=== Task to carry out ===
Copy the data below, swapping each occurrence of "most grateful" for "very thankful" and leaving everything else as it is.

>>>>>

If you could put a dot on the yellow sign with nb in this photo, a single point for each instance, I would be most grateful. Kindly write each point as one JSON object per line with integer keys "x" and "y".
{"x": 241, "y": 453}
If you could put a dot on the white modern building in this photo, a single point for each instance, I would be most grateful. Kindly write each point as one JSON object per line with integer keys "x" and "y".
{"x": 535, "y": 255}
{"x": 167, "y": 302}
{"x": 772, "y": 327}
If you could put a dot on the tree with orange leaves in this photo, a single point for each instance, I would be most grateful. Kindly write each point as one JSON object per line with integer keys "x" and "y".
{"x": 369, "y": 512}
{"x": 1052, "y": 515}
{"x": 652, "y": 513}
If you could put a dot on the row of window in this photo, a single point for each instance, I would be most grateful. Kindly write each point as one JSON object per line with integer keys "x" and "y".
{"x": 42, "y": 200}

<<<<<

=== Output below ===
If you could put a dot on the yellow sign with nb in this photo, a single point for each instance, I would be very thankful. Kindly write each point as one JSON object per line with integer keys "x" and "y".
{"x": 241, "y": 453}
If you could put a dot on the white modern building in this photo, a single point for each instance, I would be very thankful. Kindly write each point as one JSON object per line with integer keys "x" and "y".
{"x": 535, "y": 255}
{"x": 167, "y": 302}
{"x": 772, "y": 327}
If you could put a dot on the tree with orange leaves in this photo, a single point for each instance, I would be very thankful. Kindly write each point as one JSON object per line with integer keys "x" and "y".
{"x": 369, "y": 512}
{"x": 1052, "y": 515}
{"x": 652, "y": 513}
If you could put a dot on the row of window in this photo, a single point for each instance, I would be very thankful. Kindly write each point as one JSON object per line with integer keys "x" and "y".
{"x": 42, "y": 200}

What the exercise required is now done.